WHAT THE TASK REQUIRES: Locate every line in the listing below that contains the string "chair", and copy each of those lines. Case counts.

***** RECORDS FOR THIS TASK *****

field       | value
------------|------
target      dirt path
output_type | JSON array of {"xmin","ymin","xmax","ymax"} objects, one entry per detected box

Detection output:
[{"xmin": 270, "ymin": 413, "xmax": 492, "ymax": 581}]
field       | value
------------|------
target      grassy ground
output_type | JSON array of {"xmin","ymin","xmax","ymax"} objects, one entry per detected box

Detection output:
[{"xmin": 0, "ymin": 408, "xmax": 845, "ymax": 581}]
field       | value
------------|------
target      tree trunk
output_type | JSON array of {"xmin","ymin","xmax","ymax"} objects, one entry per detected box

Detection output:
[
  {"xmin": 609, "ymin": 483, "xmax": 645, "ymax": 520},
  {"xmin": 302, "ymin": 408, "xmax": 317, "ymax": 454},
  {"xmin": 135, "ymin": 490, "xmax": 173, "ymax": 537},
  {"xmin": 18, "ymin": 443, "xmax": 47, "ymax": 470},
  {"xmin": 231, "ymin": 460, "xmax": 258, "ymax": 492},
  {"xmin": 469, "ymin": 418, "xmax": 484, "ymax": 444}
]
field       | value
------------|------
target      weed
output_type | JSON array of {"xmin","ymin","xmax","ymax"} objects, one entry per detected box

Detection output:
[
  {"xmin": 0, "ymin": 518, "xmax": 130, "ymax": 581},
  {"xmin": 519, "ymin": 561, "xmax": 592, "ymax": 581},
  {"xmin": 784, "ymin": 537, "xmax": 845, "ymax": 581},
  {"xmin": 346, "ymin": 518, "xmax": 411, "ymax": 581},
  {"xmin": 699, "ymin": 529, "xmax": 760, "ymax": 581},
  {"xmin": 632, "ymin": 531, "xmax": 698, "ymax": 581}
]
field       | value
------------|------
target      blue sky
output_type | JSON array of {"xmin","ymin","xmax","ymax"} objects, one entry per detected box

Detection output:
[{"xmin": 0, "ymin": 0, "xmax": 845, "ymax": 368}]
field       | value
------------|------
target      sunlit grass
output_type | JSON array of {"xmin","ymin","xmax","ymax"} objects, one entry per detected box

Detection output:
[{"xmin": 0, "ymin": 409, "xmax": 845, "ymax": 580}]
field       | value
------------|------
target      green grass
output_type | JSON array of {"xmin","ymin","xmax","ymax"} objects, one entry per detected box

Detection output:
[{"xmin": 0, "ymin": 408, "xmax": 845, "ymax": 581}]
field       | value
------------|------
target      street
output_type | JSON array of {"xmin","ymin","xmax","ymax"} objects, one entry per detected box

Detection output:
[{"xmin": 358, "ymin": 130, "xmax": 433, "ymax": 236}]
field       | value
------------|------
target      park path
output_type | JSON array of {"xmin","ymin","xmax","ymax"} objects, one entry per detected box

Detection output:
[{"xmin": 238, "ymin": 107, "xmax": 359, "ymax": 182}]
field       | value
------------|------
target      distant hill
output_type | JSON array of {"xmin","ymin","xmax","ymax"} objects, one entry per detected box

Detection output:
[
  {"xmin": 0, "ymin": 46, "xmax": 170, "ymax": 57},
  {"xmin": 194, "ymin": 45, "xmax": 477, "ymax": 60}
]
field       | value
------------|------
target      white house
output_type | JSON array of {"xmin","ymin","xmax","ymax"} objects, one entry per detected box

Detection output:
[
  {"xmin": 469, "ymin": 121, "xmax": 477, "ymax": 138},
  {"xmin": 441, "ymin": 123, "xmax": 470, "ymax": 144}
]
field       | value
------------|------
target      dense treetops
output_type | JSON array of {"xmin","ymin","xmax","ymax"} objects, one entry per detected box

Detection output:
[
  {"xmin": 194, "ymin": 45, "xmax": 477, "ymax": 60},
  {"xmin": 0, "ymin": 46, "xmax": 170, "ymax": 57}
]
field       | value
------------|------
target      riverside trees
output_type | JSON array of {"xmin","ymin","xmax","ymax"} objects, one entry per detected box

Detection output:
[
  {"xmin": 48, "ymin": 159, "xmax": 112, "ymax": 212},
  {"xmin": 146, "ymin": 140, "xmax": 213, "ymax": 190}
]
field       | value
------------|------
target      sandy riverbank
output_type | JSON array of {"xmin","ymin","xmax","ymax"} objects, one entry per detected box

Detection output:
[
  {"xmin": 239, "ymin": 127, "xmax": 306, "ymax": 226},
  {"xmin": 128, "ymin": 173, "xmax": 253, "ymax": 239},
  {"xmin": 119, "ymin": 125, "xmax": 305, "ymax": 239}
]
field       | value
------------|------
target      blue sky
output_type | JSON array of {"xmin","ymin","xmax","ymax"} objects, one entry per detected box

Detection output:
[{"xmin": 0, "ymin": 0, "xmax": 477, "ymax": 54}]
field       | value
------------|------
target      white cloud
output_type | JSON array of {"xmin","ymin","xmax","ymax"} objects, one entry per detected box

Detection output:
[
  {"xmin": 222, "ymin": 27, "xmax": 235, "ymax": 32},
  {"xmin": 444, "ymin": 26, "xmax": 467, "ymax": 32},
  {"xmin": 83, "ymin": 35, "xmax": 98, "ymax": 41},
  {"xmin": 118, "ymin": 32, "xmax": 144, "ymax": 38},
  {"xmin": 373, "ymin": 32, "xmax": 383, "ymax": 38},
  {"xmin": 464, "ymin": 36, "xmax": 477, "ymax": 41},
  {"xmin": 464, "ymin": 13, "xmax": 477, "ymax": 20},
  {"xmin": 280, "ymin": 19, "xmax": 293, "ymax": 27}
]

*****
***** RECORDS FOR THIS TASK *****

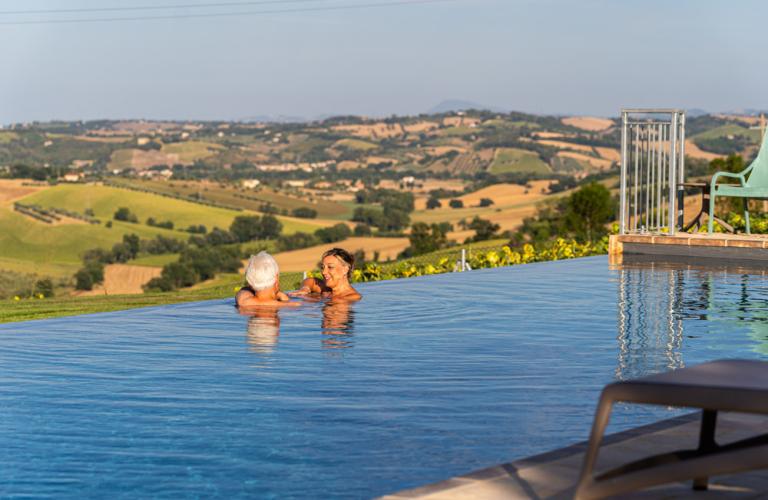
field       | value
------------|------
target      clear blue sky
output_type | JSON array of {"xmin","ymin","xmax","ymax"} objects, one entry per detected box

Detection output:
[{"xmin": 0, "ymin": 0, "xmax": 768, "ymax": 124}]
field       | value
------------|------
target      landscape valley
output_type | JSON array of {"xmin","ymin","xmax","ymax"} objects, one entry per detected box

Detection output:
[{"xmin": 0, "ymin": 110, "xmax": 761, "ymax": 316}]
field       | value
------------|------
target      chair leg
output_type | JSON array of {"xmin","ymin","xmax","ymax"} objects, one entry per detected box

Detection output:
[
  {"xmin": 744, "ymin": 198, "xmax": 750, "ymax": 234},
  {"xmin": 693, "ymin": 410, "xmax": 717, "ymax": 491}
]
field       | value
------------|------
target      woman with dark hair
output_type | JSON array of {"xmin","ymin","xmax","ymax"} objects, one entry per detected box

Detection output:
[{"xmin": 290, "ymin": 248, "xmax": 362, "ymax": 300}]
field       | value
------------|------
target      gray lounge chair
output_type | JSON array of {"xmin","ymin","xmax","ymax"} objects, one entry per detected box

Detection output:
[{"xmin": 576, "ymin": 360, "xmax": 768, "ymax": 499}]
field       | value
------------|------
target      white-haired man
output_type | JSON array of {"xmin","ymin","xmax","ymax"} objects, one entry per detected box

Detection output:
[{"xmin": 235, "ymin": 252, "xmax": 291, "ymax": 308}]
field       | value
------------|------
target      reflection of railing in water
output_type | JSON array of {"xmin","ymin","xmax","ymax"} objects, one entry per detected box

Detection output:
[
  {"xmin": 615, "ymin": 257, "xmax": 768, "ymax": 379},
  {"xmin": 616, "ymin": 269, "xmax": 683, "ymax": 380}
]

*****

WRITTEN REPLY:
target      chair leg
target      gray lounge chair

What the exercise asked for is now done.